If a record contains a picture, leave the picture out and transcribe everything else exactly.

◆ **Given data**
########################################

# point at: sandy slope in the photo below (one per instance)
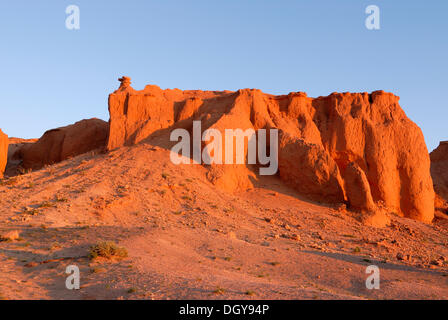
(185, 238)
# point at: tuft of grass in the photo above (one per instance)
(132, 290)
(108, 250)
(9, 182)
(219, 290)
(60, 198)
(46, 204)
(30, 211)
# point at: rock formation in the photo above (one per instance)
(13, 166)
(3, 152)
(439, 173)
(357, 148)
(62, 143)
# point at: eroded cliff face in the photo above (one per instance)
(439, 173)
(4, 142)
(357, 148)
(62, 143)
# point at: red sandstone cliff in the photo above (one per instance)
(355, 147)
(3, 152)
(61, 143)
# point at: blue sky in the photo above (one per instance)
(52, 76)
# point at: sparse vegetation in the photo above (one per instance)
(108, 250)
(219, 290)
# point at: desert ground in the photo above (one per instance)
(186, 239)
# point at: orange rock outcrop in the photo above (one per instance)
(439, 173)
(357, 148)
(3, 152)
(62, 143)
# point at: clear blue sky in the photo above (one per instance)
(52, 76)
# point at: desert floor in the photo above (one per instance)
(188, 240)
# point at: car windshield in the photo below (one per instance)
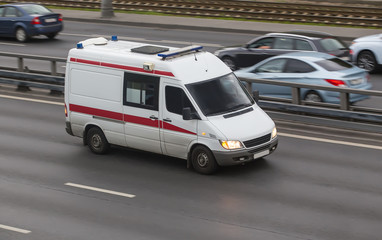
(35, 9)
(334, 64)
(332, 44)
(220, 95)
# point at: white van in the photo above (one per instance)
(181, 102)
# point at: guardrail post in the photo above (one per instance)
(344, 101)
(20, 68)
(53, 72)
(53, 68)
(296, 99)
(20, 64)
(249, 87)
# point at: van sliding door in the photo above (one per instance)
(177, 134)
(140, 112)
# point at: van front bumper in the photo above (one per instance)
(229, 158)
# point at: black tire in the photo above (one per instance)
(367, 61)
(97, 141)
(21, 35)
(230, 62)
(312, 96)
(51, 35)
(203, 161)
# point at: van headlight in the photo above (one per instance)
(230, 145)
(274, 133)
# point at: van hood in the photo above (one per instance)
(244, 124)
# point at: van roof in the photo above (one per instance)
(188, 64)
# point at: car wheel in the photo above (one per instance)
(203, 160)
(312, 96)
(366, 60)
(97, 141)
(51, 35)
(21, 35)
(230, 63)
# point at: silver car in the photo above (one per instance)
(308, 68)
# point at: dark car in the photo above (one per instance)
(273, 44)
(24, 20)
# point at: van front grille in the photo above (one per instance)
(257, 141)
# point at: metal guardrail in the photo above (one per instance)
(24, 77)
(343, 15)
(54, 81)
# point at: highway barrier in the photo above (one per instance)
(24, 77)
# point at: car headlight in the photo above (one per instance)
(274, 132)
(231, 144)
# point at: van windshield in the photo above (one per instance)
(220, 95)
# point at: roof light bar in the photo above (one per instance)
(179, 51)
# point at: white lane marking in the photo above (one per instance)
(147, 40)
(13, 44)
(331, 141)
(31, 100)
(14, 229)
(100, 190)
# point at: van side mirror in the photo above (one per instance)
(188, 115)
(256, 95)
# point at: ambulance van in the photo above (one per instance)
(181, 102)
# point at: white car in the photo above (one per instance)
(366, 52)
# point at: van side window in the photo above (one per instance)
(176, 100)
(141, 91)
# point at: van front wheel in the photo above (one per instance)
(96, 141)
(203, 160)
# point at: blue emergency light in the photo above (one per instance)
(179, 51)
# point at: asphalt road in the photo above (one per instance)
(321, 183)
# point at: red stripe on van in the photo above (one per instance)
(96, 112)
(126, 118)
(141, 120)
(123, 67)
(171, 127)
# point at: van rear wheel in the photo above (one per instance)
(97, 141)
(203, 160)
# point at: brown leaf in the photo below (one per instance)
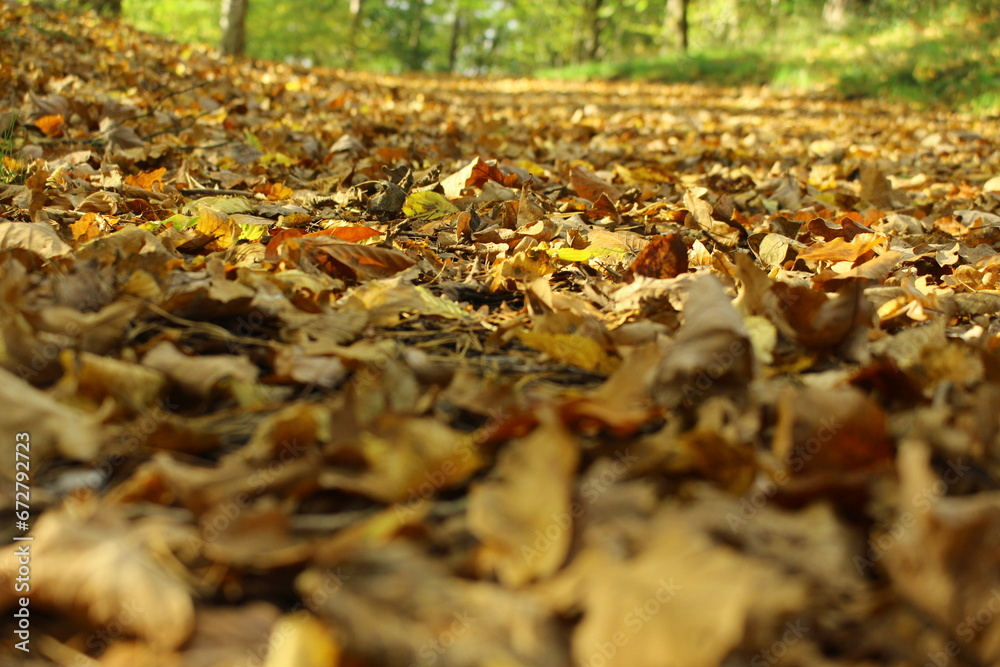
(523, 514)
(347, 260)
(88, 561)
(664, 257)
(589, 186)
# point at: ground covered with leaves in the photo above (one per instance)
(326, 368)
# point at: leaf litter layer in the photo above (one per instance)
(338, 368)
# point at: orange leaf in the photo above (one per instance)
(349, 261)
(147, 179)
(272, 253)
(664, 257)
(51, 126)
(839, 250)
(349, 234)
(589, 186)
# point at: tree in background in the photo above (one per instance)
(233, 20)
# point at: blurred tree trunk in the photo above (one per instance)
(415, 57)
(456, 31)
(111, 8)
(835, 13)
(233, 21)
(591, 44)
(675, 26)
(357, 13)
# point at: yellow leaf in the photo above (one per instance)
(573, 349)
(428, 206)
(299, 639)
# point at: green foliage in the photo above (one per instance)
(11, 169)
(925, 51)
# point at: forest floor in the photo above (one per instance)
(313, 368)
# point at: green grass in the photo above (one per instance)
(949, 59)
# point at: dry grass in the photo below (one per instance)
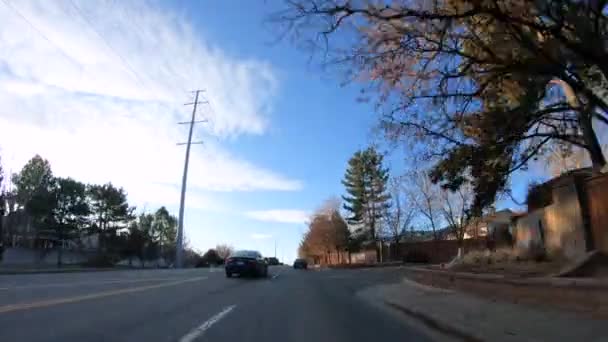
(507, 261)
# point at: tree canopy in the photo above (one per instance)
(34, 179)
(365, 183)
(479, 88)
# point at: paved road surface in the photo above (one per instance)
(198, 305)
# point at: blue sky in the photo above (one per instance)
(97, 89)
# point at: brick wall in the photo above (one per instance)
(441, 251)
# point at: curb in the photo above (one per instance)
(435, 324)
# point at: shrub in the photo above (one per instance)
(417, 257)
(101, 260)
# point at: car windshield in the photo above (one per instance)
(245, 254)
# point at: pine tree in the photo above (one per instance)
(366, 186)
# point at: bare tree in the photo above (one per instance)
(327, 233)
(476, 87)
(401, 214)
(224, 250)
(426, 197)
(456, 212)
(565, 158)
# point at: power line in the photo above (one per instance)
(180, 225)
(18, 13)
(109, 46)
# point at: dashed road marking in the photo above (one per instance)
(58, 301)
(200, 330)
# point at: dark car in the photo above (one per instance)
(272, 261)
(300, 263)
(246, 263)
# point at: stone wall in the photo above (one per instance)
(558, 227)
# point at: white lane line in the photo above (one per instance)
(200, 330)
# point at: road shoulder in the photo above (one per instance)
(469, 318)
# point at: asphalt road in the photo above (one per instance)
(199, 305)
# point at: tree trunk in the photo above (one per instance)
(60, 253)
(598, 161)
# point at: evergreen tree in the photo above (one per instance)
(366, 185)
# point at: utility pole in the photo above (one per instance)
(180, 225)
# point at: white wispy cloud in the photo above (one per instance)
(279, 215)
(261, 236)
(105, 109)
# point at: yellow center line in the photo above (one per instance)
(57, 301)
(99, 282)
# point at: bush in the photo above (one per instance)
(417, 257)
(101, 260)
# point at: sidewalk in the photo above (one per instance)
(472, 318)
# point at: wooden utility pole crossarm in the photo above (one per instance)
(180, 226)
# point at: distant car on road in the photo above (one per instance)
(300, 263)
(246, 263)
(272, 261)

########################################

◆ **Final answer**
# point at: sandy slope in the photo below (one per instance)
(185, 238)
# point at: tuft of grass in the photo above (one per instance)
(132, 290)
(108, 250)
(9, 182)
(219, 290)
(60, 198)
(46, 204)
(30, 211)
# point at: rock formation in the photo above (one per instance)
(13, 166)
(3, 152)
(439, 173)
(357, 148)
(62, 143)
# point at: eroded cliff face in the photo above (one per instance)
(439, 173)
(4, 142)
(357, 148)
(62, 143)
# point at: red sandstone cliff in the photo above (one per instance)
(355, 147)
(3, 152)
(61, 143)
# point at: blue sky in the photo above (one per instance)
(52, 76)
# point at: sparse vegetation in the photo above (one per instance)
(108, 250)
(219, 290)
# point at: desert ground in the photo above (one per instance)
(186, 239)
# point at: orange rock outcrop in the photo above (one per instance)
(439, 173)
(357, 148)
(3, 152)
(62, 143)
# point at: clear blue sky in the photo above (one per instance)
(52, 76)
# point at: desert floor in the photo above (one per instance)
(188, 240)
# point at: car windshield in the photo below (one per instance)
(35, 9)
(334, 64)
(332, 44)
(220, 95)
# point at: white van in the photo above (one per instance)
(181, 102)
# point at: guardrail post in the photo above (one per instance)
(344, 101)
(20, 68)
(53, 72)
(53, 68)
(296, 99)
(20, 64)
(249, 87)
# point at: van sliding door in the photo above (one per instance)
(177, 134)
(140, 112)
# point at: van front bumper in the photo above (one per instance)
(229, 158)
# point at: black tire in the photo above (one per instance)
(367, 61)
(97, 141)
(21, 35)
(230, 62)
(312, 96)
(51, 35)
(203, 161)
# point at: van headlight in the photo above (one per instance)
(230, 145)
(274, 133)
# point at: van hood in the photo above (one per instance)
(244, 124)
# point at: van roof in the photo above (one per instance)
(188, 64)
# point at: car wheel in the photo above (one per instance)
(203, 160)
(312, 96)
(366, 60)
(97, 141)
(51, 35)
(21, 35)
(230, 63)
# point at: silver car in the photo above (one per instance)
(308, 68)
# point at: dark car in the photo above (one per instance)
(273, 44)
(24, 20)
# point at: van front grille in the photo above (one per instance)
(257, 141)
# point at: metal guardrail in the photo above (one per instance)
(24, 77)
(343, 15)
(54, 81)
# point at: highway barrier in the photo above (one per instance)
(24, 77)
# point at: car headlight in the photo above (one per instance)
(274, 132)
(231, 144)
# point at: van windshield in the photo above (one per instance)
(220, 95)
# point at: roof light bar in the photo above (one per instance)
(179, 51)
# point at: white lane marking in the photo above (one per instance)
(147, 40)
(13, 44)
(331, 141)
(31, 100)
(14, 229)
(100, 190)
# point at: van side mirror in the photo above (one per instance)
(188, 115)
(256, 95)
# point at: ambulance van in the photo above (one per instance)
(181, 102)
# point at: white car in the photo above (one per instance)
(366, 52)
# point at: van side window in the photo above (one per instance)
(176, 100)
(141, 91)
# point at: van front wheel in the photo above (one per instance)
(96, 141)
(203, 160)
# point at: blue emergency light in the photo above (one per instance)
(179, 51)
# point at: asphalt road in the photo above (one per instance)
(321, 183)
# point at: red stripe on van in the photo above (one per instance)
(96, 112)
(126, 118)
(141, 120)
(123, 67)
(171, 127)
# point at: van rear wheel in the photo above (one per instance)
(97, 141)
(203, 160)
# point at: brown leaf in the photo below (one per instance)
(523, 514)
(347, 260)
(88, 561)
(664, 257)
(589, 186)
# point at: ground covered with leaves in the photo above (one per instance)
(326, 368)
# point at: leaf litter layer in the photo above (one per instance)
(338, 368)
# point at: orange leaf in the photo above (one per instance)
(349, 261)
(147, 179)
(272, 253)
(664, 257)
(51, 126)
(839, 250)
(349, 234)
(589, 186)
# point at: tree in background in the photo above (one per instance)
(233, 20)
# point at: blurred tree trunk in the photo above (one per instance)
(415, 57)
(456, 31)
(111, 8)
(835, 13)
(233, 21)
(591, 44)
(675, 26)
(357, 13)
# point at: yellow leaf in the photo above (one per instance)
(573, 349)
(428, 206)
(299, 639)
# point at: green foliage in the photo above (one per instance)
(11, 169)
(925, 51)
# point at: forest floor in the photo above (one per instance)
(313, 368)
# point at: green grass in the photo above (one per instance)
(949, 59)
# point at: dry grass in the photo below (one per instance)
(507, 261)
# point at: tree canopy in the photo above (one per instance)
(34, 179)
(365, 183)
(479, 88)
# point at: paved road surface in the photo above (one per instance)
(198, 305)
# point at: blue sky in the photo above (one per instance)
(97, 89)
# point at: brick wall in the photo above (one per instance)
(441, 251)
# point at: curb in the photo above (one per instance)
(435, 324)
# point at: shrub in the photo above (one per instance)
(417, 257)
(101, 260)
# point at: car windshield in the photo above (one per instance)
(245, 254)
# point at: pine tree in the photo above (one per instance)
(366, 186)
# point at: bare tree in the photo above (one per instance)
(327, 233)
(476, 87)
(401, 214)
(224, 250)
(426, 197)
(456, 212)
(565, 158)
# point at: power line in the photo above (one per instance)
(180, 225)
(18, 13)
(109, 46)
# point at: dashed road marking in the photo above (one per instance)
(58, 301)
(200, 330)
# point at: dark car in the photo above (one per instance)
(272, 261)
(300, 263)
(246, 263)
# point at: stone wall in the photo above (one per instance)
(558, 227)
# point at: white lane line in the photo above (one per instance)
(200, 330)
# point at: road shoulder in the photo above (one per instance)
(469, 318)
# point at: asphalt road in the photo above (one per instance)
(199, 305)
# point at: tree trunk in the photo above (one per instance)
(60, 253)
(598, 161)
# point at: evergreen tree in the photo above (one per instance)
(366, 185)
# point at: utility pole in the photo above (one per instance)
(180, 225)
# point at: white wispy cloud in the photo above (one per instance)
(279, 215)
(261, 236)
(105, 109)
# point at: yellow center line in the photo above (one per instance)
(57, 301)
(99, 282)
# point at: bush in the photo above (one per instance)
(417, 257)
(101, 260)
# point at: sidewalk in the photo above (one per instance)
(472, 318)
# point at: wooden utility pole crossarm in the photo above (one per instance)
(180, 226)
# point at: distant car on road in the photo above (one per instance)
(300, 263)
(246, 263)
(272, 261)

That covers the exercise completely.